→ Task directions:
Please gather every line in the records below that contains the string "haystack" and copy each one out in full.

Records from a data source
----------------

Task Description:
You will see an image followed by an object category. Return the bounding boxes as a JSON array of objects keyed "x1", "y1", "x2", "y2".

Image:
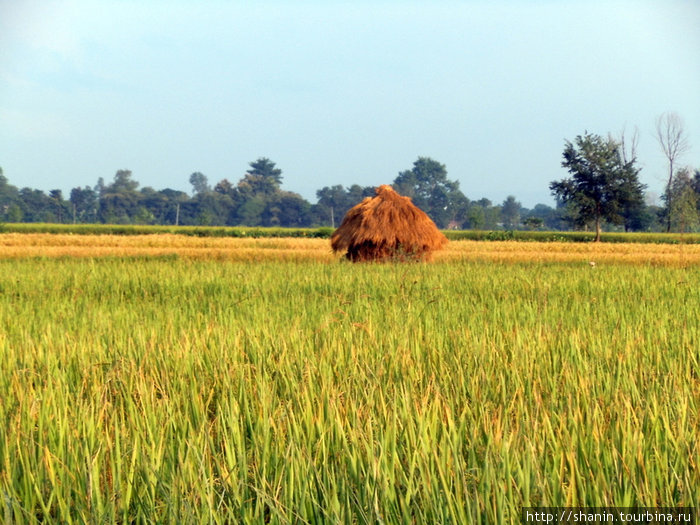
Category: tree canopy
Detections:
[{"x1": 549, "y1": 133, "x2": 644, "y2": 241}]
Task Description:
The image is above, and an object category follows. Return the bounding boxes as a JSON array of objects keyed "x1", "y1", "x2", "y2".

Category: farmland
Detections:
[{"x1": 0, "y1": 234, "x2": 700, "y2": 523}]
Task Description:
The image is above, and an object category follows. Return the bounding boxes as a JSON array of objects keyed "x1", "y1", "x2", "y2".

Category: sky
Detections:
[{"x1": 0, "y1": 0, "x2": 700, "y2": 207}]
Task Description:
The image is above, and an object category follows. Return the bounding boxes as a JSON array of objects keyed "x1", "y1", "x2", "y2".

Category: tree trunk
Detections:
[{"x1": 666, "y1": 159, "x2": 673, "y2": 233}]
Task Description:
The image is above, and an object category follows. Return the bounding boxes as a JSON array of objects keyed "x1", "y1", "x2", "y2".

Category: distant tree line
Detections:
[{"x1": 0, "y1": 127, "x2": 700, "y2": 232}]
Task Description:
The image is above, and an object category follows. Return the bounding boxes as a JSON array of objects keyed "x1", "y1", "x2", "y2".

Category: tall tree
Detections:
[
  {"x1": 669, "y1": 168, "x2": 700, "y2": 233},
  {"x1": 190, "y1": 171, "x2": 211, "y2": 195},
  {"x1": 393, "y1": 157, "x2": 463, "y2": 228},
  {"x1": 656, "y1": 112, "x2": 690, "y2": 232},
  {"x1": 501, "y1": 195, "x2": 522, "y2": 230},
  {"x1": 549, "y1": 133, "x2": 644, "y2": 241},
  {"x1": 246, "y1": 157, "x2": 282, "y2": 186}
]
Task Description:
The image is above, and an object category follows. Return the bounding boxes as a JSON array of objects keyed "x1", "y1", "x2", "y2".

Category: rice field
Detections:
[
  {"x1": 0, "y1": 233, "x2": 700, "y2": 268},
  {"x1": 0, "y1": 234, "x2": 700, "y2": 524}
]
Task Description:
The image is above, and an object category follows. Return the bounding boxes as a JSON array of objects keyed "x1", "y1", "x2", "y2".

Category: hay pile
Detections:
[{"x1": 331, "y1": 185, "x2": 447, "y2": 262}]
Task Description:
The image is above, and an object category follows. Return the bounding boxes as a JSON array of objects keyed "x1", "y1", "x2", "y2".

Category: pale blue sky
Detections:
[{"x1": 0, "y1": 0, "x2": 700, "y2": 207}]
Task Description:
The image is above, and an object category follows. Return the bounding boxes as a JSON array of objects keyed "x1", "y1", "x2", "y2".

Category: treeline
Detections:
[{"x1": 0, "y1": 157, "x2": 700, "y2": 231}]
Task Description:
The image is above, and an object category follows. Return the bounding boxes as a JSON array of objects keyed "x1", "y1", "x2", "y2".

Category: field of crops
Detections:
[{"x1": 0, "y1": 234, "x2": 700, "y2": 524}]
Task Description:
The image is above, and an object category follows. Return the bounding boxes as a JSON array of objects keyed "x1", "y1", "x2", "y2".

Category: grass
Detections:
[
  {"x1": 0, "y1": 223, "x2": 700, "y2": 244},
  {"x1": 0, "y1": 236, "x2": 700, "y2": 523},
  {"x1": 0, "y1": 233, "x2": 700, "y2": 267}
]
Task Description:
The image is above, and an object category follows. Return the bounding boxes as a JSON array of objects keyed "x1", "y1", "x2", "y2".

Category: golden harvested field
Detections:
[{"x1": 0, "y1": 233, "x2": 700, "y2": 267}]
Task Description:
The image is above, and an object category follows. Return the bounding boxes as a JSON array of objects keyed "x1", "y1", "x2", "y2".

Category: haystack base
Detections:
[{"x1": 345, "y1": 241, "x2": 432, "y2": 263}]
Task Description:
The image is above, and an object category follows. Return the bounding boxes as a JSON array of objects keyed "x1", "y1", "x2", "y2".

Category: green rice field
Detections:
[{"x1": 0, "y1": 256, "x2": 700, "y2": 524}]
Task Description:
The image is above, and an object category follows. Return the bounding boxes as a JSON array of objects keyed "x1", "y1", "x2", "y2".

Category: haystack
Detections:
[{"x1": 331, "y1": 185, "x2": 447, "y2": 262}]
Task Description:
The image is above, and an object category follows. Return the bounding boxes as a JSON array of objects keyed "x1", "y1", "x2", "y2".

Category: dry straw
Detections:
[{"x1": 331, "y1": 185, "x2": 447, "y2": 262}]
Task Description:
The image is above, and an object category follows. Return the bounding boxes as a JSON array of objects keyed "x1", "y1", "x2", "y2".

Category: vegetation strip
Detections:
[{"x1": 0, "y1": 223, "x2": 700, "y2": 244}]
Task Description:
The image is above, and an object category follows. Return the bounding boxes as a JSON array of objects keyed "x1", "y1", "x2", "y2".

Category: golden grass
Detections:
[{"x1": 0, "y1": 233, "x2": 700, "y2": 267}]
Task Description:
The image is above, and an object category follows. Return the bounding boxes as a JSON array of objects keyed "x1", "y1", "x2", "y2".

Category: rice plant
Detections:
[{"x1": 0, "y1": 255, "x2": 700, "y2": 524}]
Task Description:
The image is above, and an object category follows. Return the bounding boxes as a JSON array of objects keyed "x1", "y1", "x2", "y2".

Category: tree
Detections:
[
  {"x1": 549, "y1": 133, "x2": 644, "y2": 241},
  {"x1": 656, "y1": 113, "x2": 690, "y2": 232},
  {"x1": 393, "y1": 157, "x2": 464, "y2": 228},
  {"x1": 190, "y1": 171, "x2": 211, "y2": 195},
  {"x1": 668, "y1": 168, "x2": 700, "y2": 233},
  {"x1": 523, "y1": 215, "x2": 544, "y2": 230},
  {"x1": 69, "y1": 186, "x2": 97, "y2": 222},
  {"x1": 98, "y1": 170, "x2": 141, "y2": 224},
  {"x1": 501, "y1": 195, "x2": 522, "y2": 230},
  {"x1": 237, "y1": 157, "x2": 282, "y2": 201},
  {"x1": 246, "y1": 157, "x2": 282, "y2": 186}
]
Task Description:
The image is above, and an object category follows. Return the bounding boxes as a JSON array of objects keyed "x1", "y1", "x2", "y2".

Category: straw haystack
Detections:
[{"x1": 331, "y1": 185, "x2": 447, "y2": 262}]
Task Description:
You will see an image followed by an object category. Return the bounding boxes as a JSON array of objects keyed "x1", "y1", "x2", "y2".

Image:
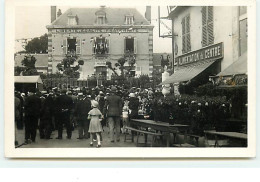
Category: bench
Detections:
[
  {"x1": 187, "y1": 134, "x2": 200, "y2": 147},
  {"x1": 124, "y1": 126, "x2": 163, "y2": 147}
]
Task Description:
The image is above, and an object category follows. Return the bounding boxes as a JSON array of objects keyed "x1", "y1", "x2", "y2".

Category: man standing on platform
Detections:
[
  {"x1": 24, "y1": 91, "x2": 41, "y2": 144},
  {"x1": 56, "y1": 89, "x2": 73, "y2": 139},
  {"x1": 103, "y1": 86, "x2": 122, "y2": 142},
  {"x1": 74, "y1": 93, "x2": 91, "y2": 139}
]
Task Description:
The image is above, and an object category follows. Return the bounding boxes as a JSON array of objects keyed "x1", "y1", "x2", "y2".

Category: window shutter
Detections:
[
  {"x1": 134, "y1": 38, "x2": 137, "y2": 54},
  {"x1": 186, "y1": 15, "x2": 191, "y2": 52},
  {"x1": 76, "y1": 39, "x2": 81, "y2": 54},
  {"x1": 91, "y1": 37, "x2": 96, "y2": 54},
  {"x1": 181, "y1": 18, "x2": 186, "y2": 53},
  {"x1": 208, "y1": 6, "x2": 214, "y2": 45},
  {"x1": 62, "y1": 39, "x2": 68, "y2": 55},
  {"x1": 201, "y1": 6, "x2": 208, "y2": 47}
]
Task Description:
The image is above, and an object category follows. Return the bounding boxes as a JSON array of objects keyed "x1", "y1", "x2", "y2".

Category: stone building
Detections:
[{"x1": 47, "y1": 6, "x2": 153, "y2": 80}]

----------------

→ Finished task:
Category: haystack base
Category: haystack
Category: straw haystack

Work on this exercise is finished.